%%

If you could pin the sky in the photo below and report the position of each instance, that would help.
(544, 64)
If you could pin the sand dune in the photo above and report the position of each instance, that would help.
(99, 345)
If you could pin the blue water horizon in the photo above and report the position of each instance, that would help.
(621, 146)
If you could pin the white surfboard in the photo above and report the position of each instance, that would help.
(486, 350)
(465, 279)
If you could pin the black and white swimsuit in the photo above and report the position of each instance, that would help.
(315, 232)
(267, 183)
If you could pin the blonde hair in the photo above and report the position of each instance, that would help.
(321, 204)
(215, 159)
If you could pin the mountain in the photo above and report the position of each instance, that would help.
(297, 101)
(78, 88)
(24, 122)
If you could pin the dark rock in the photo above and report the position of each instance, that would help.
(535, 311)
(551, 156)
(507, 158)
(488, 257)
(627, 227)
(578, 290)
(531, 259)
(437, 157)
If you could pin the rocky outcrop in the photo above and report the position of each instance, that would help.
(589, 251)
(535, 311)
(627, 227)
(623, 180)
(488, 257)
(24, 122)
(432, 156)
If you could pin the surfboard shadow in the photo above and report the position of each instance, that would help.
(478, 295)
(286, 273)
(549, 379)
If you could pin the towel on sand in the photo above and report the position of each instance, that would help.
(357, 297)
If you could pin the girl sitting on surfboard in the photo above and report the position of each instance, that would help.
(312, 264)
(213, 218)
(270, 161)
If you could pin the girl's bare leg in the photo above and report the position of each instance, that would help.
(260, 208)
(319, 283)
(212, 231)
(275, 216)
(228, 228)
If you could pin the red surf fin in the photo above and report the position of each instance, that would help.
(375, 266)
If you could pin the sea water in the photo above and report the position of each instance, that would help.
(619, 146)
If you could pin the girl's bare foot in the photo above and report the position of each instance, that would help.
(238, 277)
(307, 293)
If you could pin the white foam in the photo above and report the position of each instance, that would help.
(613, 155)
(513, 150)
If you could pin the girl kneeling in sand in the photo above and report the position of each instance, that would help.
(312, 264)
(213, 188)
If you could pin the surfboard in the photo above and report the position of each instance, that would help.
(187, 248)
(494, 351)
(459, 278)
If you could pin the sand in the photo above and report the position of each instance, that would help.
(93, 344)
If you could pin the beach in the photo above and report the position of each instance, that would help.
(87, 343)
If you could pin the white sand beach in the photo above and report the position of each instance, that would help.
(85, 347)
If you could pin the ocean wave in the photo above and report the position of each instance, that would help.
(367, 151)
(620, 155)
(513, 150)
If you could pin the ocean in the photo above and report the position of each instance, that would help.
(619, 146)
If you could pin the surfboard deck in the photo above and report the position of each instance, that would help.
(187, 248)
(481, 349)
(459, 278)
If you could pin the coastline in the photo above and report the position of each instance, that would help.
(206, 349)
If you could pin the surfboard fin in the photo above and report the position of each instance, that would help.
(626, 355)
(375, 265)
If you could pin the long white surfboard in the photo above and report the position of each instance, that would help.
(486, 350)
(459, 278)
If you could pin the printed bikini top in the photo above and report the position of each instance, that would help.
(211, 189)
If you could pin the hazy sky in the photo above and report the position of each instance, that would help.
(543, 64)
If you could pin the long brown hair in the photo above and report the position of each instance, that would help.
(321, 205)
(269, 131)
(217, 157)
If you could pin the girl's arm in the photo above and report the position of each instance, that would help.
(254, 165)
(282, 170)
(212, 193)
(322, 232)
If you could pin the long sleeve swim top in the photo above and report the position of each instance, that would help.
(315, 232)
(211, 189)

%%

WHAT IS NEEDED: Give the entries once more, exactly as they appear.

OUTPUT BELOW:
If you could pin the sky in the photo below and report the position of each instance, that would help.
(544, 64)
If you could pin the sand dune in the photo above and report the position of each instance, that would help.
(99, 345)
If you could pin the blue water horizon in the photo above and report the position of each instance, that would help.
(621, 146)
If you could pin the white surfboard in the photo above and report the position of each instance, that would help.
(486, 350)
(465, 279)
If you could pin the black and white swimsuit in the photo above and report the position of each instance, that would help.
(315, 232)
(267, 183)
If you could pin the blonde hair in the photo above and report the position of each instance, that would help.
(321, 204)
(215, 159)
If you could pin the mountain in the photo above and report the position of each instance, that would help.
(297, 101)
(78, 88)
(24, 122)
If you could pin the dark rock in the photo above and report the position of each instance, that would help.
(535, 311)
(551, 156)
(507, 158)
(488, 257)
(627, 227)
(578, 290)
(531, 259)
(437, 157)
If you could pin the rocky outcrop in the photo above and report the position of each instance, that would help.
(589, 251)
(535, 311)
(627, 227)
(623, 180)
(488, 257)
(24, 122)
(432, 156)
If you could pin the surfboard shadow in the photo above and report the position of each instance, that would help.
(478, 295)
(286, 273)
(549, 379)
If you could pin the towel on sand in the photo above and report the position of each instance, that would help.
(357, 297)
If you could pin the girl sitting on surfboard in the photo above and report the position of each instance, that would help.
(312, 264)
(213, 218)
(270, 161)
If you could pin the girl's bare leg in the photo above and report the position of each instance, that would help.
(260, 208)
(319, 283)
(212, 231)
(275, 216)
(228, 228)
If you could pin the red surf fin in the photo above and report the position of each instance, that would help.
(375, 266)
If you could pin the sea water in the photo above and report the position of each instance, that would help.
(619, 146)
If you could pin the girl's bare foot in the photo above and report the position of each instance, that would help.
(238, 277)
(307, 293)
If you could pin the white foam in the photo above and report the position of each instance, that would help.
(613, 155)
(513, 150)
If you could pin the girl kneeling in sand in the photo above and report the position of each instance, that would help.
(312, 264)
(213, 188)
If you could pin the surfboard in the photo above and report the position of each instance, that would help.
(187, 248)
(494, 351)
(459, 278)
If you could pin the sand in the photo above and report the position of each instance, that would help.
(93, 344)
If you could pin the beach in the photo above and report the position of each instance, that would help.
(87, 343)
If you could pin the white sand beach in the photo above and report the position of each instance, that would help.
(85, 347)
If you could pin the ocean wave in the photo above and report the position of each instance, that would help.
(367, 151)
(620, 155)
(513, 150)
If you could pin the ocean in the photo above and report the position of each instance, that would help.
(619, 146)
If you could pin the surfboard deck in the photo above and report the position of each instance, that would help.
(187, 248)
(481, 349)
(459, 278)
If you could pin the coastline in the photo above and report the position of each instance, that would help.
(206, 349)
If you could pin the surfboard fin in the photo above and report the position of each instance, that would help.
(626, 355)
(375, 265)
If you could pin the long white surfboard in the photo above and report the position of each instance, that would help.
(486, 350)
(459, 278)
If you could pin the printed bikini top in the photo above and report the position of each instance, that would help.
(211, 189)
If you could pin the hazy sky in the photo above and report the position of each instance, that would help.
(543, 64)
If you could pin the long brown hair in the photo above and report the position of each instance, that would help.
(321, 205)
(269, 131)
(217, 157)
If you could pin the girl's arm in the photo above and report the position of each instance, that would help.
(254, 165)
(282, 170)
(212, 193)
(322, 232)
If you could pin the long sleeve swim top in the photo above and report the position of each instance, that would help.
(315, 232)
(211, 189)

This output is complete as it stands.